[Pointing entries for named objects]
++++

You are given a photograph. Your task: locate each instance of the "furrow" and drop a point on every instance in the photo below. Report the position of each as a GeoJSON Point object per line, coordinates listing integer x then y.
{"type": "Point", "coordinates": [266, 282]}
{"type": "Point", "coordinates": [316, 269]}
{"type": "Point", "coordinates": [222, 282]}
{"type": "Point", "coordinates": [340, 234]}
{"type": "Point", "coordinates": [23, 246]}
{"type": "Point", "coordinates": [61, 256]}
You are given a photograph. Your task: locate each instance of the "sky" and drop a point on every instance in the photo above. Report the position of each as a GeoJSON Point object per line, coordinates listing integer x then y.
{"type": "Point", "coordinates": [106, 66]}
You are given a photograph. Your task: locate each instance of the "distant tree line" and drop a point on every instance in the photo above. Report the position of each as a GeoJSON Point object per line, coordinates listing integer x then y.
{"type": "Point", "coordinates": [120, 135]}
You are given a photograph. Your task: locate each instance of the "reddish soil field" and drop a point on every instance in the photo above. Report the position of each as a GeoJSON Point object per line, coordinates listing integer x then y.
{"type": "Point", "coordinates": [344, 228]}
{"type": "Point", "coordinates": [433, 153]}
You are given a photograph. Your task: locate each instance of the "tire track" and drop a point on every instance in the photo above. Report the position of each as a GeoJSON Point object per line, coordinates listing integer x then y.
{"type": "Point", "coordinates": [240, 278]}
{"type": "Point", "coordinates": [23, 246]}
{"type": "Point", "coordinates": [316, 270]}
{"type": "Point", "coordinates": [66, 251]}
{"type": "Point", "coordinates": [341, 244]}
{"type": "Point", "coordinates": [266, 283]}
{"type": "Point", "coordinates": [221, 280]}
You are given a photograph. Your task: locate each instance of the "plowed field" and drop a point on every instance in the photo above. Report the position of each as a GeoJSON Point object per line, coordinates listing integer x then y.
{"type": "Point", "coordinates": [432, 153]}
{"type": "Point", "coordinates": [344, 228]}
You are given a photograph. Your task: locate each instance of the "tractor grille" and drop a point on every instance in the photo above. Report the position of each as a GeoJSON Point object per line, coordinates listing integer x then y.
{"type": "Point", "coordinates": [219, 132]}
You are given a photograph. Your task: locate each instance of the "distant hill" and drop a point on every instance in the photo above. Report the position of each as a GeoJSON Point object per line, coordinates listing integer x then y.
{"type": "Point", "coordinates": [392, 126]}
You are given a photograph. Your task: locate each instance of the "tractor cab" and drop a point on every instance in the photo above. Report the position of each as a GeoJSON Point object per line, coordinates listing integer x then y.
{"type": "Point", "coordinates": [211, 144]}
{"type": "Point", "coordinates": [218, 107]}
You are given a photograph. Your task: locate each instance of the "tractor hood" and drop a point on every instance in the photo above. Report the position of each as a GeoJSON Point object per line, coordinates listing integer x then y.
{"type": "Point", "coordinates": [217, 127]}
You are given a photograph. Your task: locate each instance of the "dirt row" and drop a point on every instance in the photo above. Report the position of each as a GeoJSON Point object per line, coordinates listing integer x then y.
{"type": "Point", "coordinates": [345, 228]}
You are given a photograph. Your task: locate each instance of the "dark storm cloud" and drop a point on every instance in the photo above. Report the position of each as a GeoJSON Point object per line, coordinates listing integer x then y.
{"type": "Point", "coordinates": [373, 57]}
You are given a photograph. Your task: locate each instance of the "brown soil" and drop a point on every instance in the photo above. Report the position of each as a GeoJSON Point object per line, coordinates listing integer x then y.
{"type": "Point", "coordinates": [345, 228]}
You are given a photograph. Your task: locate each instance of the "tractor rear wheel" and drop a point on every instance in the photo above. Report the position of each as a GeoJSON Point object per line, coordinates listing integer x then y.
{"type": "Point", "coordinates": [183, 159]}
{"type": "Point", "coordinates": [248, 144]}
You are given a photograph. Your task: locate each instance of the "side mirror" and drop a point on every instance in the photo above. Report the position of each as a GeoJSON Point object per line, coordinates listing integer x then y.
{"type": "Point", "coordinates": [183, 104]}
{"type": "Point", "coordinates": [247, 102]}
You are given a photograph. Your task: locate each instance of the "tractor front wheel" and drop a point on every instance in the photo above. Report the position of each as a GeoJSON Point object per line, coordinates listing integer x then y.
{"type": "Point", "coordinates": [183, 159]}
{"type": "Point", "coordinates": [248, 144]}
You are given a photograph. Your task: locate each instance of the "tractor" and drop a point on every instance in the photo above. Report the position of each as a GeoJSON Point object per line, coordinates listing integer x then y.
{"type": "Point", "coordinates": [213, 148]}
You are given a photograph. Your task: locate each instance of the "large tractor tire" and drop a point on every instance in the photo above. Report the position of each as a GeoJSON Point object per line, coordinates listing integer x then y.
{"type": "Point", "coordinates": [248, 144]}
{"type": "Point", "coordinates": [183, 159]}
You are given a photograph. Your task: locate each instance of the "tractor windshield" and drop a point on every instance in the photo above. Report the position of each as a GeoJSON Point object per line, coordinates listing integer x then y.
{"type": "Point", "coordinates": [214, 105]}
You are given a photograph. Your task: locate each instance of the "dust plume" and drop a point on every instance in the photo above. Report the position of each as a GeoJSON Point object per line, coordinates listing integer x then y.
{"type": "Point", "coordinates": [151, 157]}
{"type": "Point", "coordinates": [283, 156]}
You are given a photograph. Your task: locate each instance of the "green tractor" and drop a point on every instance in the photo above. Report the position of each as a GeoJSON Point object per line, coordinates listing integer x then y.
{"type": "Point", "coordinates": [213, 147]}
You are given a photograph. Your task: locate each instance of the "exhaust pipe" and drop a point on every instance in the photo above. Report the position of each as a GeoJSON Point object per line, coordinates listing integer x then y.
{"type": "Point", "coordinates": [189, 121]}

++++

GIVEN EXERCISE ::
Can you pick out every line in the data above that contains the word "front" and copy each one?

CORRECT ANSWER ::
You are given a photograph. Your task: locate each instance of the "tractor front wheel" and drop a point on every instance in the photo above. Report the position of each as a GeoJSON Point object per line, coordinates listing integer x then y.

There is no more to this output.